* **Provided passage**:
○ ○ ○ ○

3. This case does not fall within an enumerated category in
Article III, Section 2; therefore the grant of (original)
jurisdiction within the Judiciary act is unconstitutional.
a. Article III, Section 2: Grants USSC original jurisdiction in
all cases affecting Ambassadors, public ministers and consuls,
and those in which the state shall be a partyall dealing
with separate or quasi sovereigns.
b. Problem: Criminal cases where the state may be a party.
Marshall later resolves by making exception where there is
another state with jurisdiction.
4. Conflict between Section 13, JA 1789 and Article III, Section
2.
a. Alternative interpretations:
i. No Conflict – both no: Section 13, connected by semi-colon,
can be read to grant appellate jurisdiction.
ii. Conflict: Language before the semi-colon issues
jurisdiction. Language after issues power to issue writs;
power implied.
iii. No conflict: interpreting the language of Article III,
Section 2, which provides “with such exceptions…as the Congress
shall make” to create an exception for writs of mandamus…”to any
persons holding office under the authority of the U.S.”
2. Acts repugnant to the constitution: who gets to decide?
a. Alternatives
i. President through Article I, Section 7, [2]: veto power.
ii. Legislature by virtue of enactment (note: legislature
rarely holds hearing on constitutionality. Notable exception:
civil rights act)
iii. State legislatures. Rthey enacted constitution in
first place.
iv. Judiciary
1. Problems:
a. Legislature is closer to the people.
b. Judicial review deals with all statutes, even those passed by
a super majority.
c. Potentially un-democratic.
2. Benefit: In general, the court can focus on issues in a way
that the legislature cannot:
a. Minority protection (not always, but often)
b. Independence from political system
c. Adversarial system
b. Marshall’s approach: Judicial review by inference
i. Principles Argument: Note: Compare to McCulloch
1. The people have an original right to establish [the
constitution] and the authority from which it is established is
a very great exertion; nor can it, nor ought it, to be
frequently repeated.
a. R. Principles deemed fundamental.
b. R. Written constitutions embody rights and ideas that
are fundamental in nature; thus, the constitution.
2. “It is emphatically the duty of the judicial department to
say what the law is.” Anything else would have a practical and
real omnipotence to the legislature.

○ ○ ○ ○

[Coordinate annotation entries]
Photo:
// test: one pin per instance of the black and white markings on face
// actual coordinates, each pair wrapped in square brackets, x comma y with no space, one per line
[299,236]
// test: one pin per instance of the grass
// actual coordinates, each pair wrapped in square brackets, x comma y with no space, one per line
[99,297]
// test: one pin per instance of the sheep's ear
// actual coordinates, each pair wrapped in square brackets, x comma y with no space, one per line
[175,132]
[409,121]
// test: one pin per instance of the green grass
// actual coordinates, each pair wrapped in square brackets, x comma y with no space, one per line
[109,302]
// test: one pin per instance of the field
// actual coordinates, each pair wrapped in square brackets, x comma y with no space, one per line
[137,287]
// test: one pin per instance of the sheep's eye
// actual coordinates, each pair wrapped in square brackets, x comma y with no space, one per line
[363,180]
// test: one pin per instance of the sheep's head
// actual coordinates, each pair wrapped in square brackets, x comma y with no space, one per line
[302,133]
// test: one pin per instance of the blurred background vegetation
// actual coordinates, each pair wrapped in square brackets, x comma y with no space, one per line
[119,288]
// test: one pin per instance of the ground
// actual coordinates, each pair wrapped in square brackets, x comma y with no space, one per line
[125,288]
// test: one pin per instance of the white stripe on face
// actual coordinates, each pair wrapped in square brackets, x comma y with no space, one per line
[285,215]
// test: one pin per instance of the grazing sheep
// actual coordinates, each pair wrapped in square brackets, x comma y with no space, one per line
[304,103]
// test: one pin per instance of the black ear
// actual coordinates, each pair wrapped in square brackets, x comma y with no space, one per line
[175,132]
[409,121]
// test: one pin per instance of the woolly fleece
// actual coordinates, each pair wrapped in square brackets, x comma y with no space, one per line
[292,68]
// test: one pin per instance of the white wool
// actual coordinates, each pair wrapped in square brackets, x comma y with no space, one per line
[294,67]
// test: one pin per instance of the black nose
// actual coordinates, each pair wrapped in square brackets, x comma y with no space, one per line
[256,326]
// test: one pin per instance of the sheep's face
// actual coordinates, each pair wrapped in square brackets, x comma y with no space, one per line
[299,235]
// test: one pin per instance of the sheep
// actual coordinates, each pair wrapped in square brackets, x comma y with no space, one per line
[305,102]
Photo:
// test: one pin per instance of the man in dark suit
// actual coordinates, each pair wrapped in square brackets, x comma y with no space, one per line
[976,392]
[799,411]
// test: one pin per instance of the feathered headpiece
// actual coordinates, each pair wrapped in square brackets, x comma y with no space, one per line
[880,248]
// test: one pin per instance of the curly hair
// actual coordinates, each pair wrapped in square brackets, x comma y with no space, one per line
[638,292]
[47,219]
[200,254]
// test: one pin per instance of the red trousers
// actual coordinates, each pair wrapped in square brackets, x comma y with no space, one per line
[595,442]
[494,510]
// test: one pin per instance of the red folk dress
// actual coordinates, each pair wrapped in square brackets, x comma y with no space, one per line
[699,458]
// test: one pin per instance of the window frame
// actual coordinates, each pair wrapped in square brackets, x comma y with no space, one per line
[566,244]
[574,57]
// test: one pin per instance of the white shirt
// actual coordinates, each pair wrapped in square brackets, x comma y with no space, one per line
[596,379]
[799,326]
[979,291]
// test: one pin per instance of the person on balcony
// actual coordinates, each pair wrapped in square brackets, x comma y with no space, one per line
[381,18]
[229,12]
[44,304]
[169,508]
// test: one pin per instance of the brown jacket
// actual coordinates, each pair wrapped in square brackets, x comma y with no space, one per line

○ ○ ○ ○

* **Tasks to complete**:
1. In the outline on judicial review, what benefits are listed for the court's ability to focus on issues in a way the legislature cannot?
2. Write out the outline on judicial review, reproducing everything from "ii. Conflict: Language" down to "civil rights act)".
3. Continue the outline on judicial review from the point where it stops.

* **Task-by-task outputs**:
1. Minority protection (not always, but often), independence from the political system, and the adversarial system.

2.
ii. Conflict: Language before the semi-colon issues
jurisdiction. Language after issues power to issue writs;
power implied.
iii. No conflict: interpreting the language of Article III,
Section 2, which provides “with such exceptions…as the Congress
shall make” to create an exception for writs of mandamus…”to any
persons holding office under the authority of the U.S.”
2. Acts repugnant to the constitution: who gets to decide?
a. Alternatives
i. President through Article I, Section 7, [2]: veto power.
ii. Legislature by virtue of enactment (note: legislature
rarely holds hearing on constitutionality. Notable exception:
civil rights act)

3.
ii. Constitutional argument
1. Article III, Section 2,[1]: “the judicial power shall extend
to all cases, in law and equity, arising under the
constitution, the laws of the united states, and treaties
made..”; thus, the judiciary must be able to look into the
constitution itself.
a. Several provisions require judicial inquiry: passage of ex
post facto laws, raising of taxes (prior to 16th), bills of
attainder (I,9[2]), ex post facto treason provision (criminal
procedure in const.)
b. Berger’s approach: Distinction between cases arising under
law and under constitution. For there to be a case that arises
out of the constitution, it must be in a case in which some
governmental act is said to violate the constitution.
c. Alternative: some say judicial review applies only to cases
involving courts (e.g. Marbury)
2. Article VI, Section 2: Supremacy Clause: “[The]
constitution, and the laws of the US which shall be made in
pursuance thereof; and all treaties made…shall be supreme…and
the judges in every state shall be bound thereby”
a. Constitution listed first, thus laws repugnant must be void
and courts must adhere to this.
b. Waxler’s Approach: VI, 2 Indicates that state judges must
strike down statutes in conflict with the Constitution or the
laws of the US. In so doing, state courts must evaluate F. law
to determine whether it was made in pursuance thereof to the
Constitution. If it was not, the state courts don’t need to
follow. Viewed in conjunction with Article III, Section 2
(granting supreme court appellate jurisdiction), the Supreme
Court is authorized to exercise judicial review.
i. e.g. F. Law puts 10% tax ceiling. S. Law authorizes 17%.
ii. Note: treatment of treaties different because founders felt
need to preserve treaties.
3. Debates over the exercise of judicial review.
a. Hand: J.R. should be limited so as to not allow oligarchs to
rule our lives.
b. Wessler:
4. Contemporary Implications of Marbury
a. Vigorous use of J.R. is a product of the 20th century.
b. Since J.R. was the bi-product of an ordinary case, it is not
something that especially gives authority to courtsas a
practical matter, the court is limited to acting in a way that
looks sort of judicial.
b. Limits
i. Note: Can be seen as a separation of
powerrestricting courts to role of protecting
individuals and minorities against the impositions of the
majority. Scalia.
ii. Cases and controversies requirement, Article III, Section 2.
1. RAnti-majoritarian view that we don’t want to decide
what we don’t have to.
iii. Advisory Opinions
1. R Facts and parties missing.
a. The facts narrow the question. If answering questions in the
abstract, you are forced to consider possibilities that may
never occur.
b. Note: Some states permit
2. Distinguished from declaratory judgments
a. Declaratory judgments involve actual parties to a case.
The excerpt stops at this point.